(WORK ORDER) Retype the data that follows with no alterations, please.

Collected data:
════════════════════
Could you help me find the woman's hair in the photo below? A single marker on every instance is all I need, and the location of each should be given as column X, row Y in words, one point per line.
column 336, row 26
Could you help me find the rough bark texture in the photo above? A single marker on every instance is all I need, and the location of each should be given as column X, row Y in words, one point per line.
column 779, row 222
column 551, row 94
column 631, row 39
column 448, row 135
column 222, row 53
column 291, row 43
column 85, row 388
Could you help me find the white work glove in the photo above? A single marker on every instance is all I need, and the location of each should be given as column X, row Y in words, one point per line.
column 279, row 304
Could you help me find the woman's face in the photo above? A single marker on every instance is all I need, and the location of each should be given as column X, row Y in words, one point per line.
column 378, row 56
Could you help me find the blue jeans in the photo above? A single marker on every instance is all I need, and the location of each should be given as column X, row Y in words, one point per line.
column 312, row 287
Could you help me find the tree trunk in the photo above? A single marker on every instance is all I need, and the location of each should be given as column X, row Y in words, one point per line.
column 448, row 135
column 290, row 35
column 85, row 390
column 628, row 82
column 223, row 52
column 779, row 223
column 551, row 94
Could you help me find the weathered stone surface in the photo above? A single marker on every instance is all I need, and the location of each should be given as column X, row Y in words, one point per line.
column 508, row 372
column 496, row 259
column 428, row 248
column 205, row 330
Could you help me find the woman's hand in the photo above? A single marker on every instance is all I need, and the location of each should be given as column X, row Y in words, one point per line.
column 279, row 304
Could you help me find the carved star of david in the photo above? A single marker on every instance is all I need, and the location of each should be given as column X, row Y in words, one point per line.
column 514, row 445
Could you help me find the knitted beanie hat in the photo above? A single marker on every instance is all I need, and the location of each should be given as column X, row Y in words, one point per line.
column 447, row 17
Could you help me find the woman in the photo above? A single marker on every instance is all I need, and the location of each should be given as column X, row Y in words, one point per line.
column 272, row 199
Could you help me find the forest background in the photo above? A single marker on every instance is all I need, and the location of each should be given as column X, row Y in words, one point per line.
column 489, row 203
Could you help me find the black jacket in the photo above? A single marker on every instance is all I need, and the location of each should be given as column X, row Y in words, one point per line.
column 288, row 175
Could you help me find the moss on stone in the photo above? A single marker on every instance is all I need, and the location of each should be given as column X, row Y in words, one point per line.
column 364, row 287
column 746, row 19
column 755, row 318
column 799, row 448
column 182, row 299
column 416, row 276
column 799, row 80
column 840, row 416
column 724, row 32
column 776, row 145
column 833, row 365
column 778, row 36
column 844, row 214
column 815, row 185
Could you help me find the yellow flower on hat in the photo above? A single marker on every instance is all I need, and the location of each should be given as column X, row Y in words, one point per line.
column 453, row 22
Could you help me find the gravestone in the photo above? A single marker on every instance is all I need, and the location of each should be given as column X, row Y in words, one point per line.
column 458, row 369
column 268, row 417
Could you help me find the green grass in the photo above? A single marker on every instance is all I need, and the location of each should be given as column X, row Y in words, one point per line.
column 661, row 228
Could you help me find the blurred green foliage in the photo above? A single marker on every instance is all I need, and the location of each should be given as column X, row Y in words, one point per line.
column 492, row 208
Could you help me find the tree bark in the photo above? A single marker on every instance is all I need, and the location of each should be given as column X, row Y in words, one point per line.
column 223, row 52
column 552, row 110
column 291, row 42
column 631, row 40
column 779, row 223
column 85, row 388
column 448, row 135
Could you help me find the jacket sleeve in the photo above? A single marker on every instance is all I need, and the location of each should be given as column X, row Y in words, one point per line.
════════════════════
(TASK RESULT)
Could you help me find the woman's hair in the photo below? A single marker on every instance is all I need, and the location of each should be given as column X, row Y in words, one point per line.
column 336, row 26
Could you help me find the rough bark texture in the photo above? A single marker on every instance is all I need, and the location of each should be given as column X, row Y in words, one point per line.
column 779, row 222
column 551, row 94
column 631, row 39
column 448, row 135
column 222, row 53
column 291, row 43
column 85, row 388
Could you help me find the white work glove in the photo above? A single marker on every instance is all I need, and the location of each should be given as column X, row Y in words, one point per line.
column 279, row 304
Could you help me find the woman's face in the photo above? A single marker on every instance is all I need, and the location of each should be given as column X, row Y in words, one point per line.
column 378, row 56
Could you help me find the blue jeans in the photo above? A single marker on every instance is all I need, and the location of each should be given as column X, row Y in words, one point per line.
column 312, row 287
Could you help me find the tree trunk in the photo above? A single marker on every instance is all I need, and the location of each should be given as column X, row Y in words, one point per line.
column 448, row 135
column 290, row 35
column 85, row 390
column 628, row 82
column 223, row 52
column 779, row 223
column 551, row 94
Could you help me find the weathered stone surface in the photo above? A single marker on every instance is all I need, and the location of each should be given as column X, row Y in words, one point per line.
column 508, row 372
column 496, row 259
column 428, row 248
column 205, row 330
Could you help me find the woman's hand in the photo above? A single marker on every instance is all I need, and the location of each should be given as column X, row Y in words, one point per line.
column 279, row 304
Could you help me find the carved star of david in the photo above? A single marker on every instance is all I need, and the location of each should be given as column X, row Y in words, one point per line.
column 514, row 445
Could you help me find the knitted beanie hat in the photo above? A single marker on every instance is all I need, and the location of each should be given as column X, row Y in words, one point per line.
column 447, row 17
Could you help me find the woman in the photo above? A single marker on every instance is all I need, and the location of each should be given as column X, row Y in words, one point per line.
column 272, row 199
Could you help me find the forest background in the photo above? A single marker on every instance is all I need, and the location of each should be given as column X, row Y in words, one point per line.
column 489, row 203
Could you help me find the black jacket in the photo above? A single marker on every instance is all I need, and the location of each should be given as column X, row Y in words, one point per line.
column 288, row 175
Could you help me find the moss on stone in the photo above? A single marker on every instance is all I need, and the location of each should be given as column X, row Y in words, one point per line.
column 364, row 287
column 746, row 19
column 755, row 318
column 799, row 448
column 182, row 299
column 416, row 276
column 799, row 80
column 840, row 416
column 724, row 32
column 776, row 145
column 833, row 365
column 778, row 36
column 844, row 214
column 815, row 185
Could you help me find the yellow flower on hat in the photo above? A single marker on every instance is all I need, and the location of each should be given as column X, row Y in words, one point per line.
column 453, row 22
Could you help me find the gravestone in the photo above? A single marker on every instance is all I need, and the location of each should be given as column X, row Y in words, one point per line.
column 458, row 369
column 268, row 417
Could you help me find the green grass in the photo above? A single marker on every instance is all I need, and the location of each should be given as column X, row Y in words, one point per line.
column 661, row 228
Could you help me find the blurred green foliage in the photo above? A single marker on every instance is all I need, and the location of each should be given as column X, row Y in words, one point per line.
column 492, row 208
Could you help me find the tree bark in the photo above? A single marker on every instance is all I need, and the location of each should be given as column X, row Y in words, one point per line.
column 223, row 52
column 552, row 110
column 291, row 42
column 631, row 40
column 779, row 223
column 85, row 388
column 448, row 135
Could you help me find the jacket sleeve in the photo above? A single marker on every instance is all I need, and the location of each should be given as column X, row Y in words, one point per line.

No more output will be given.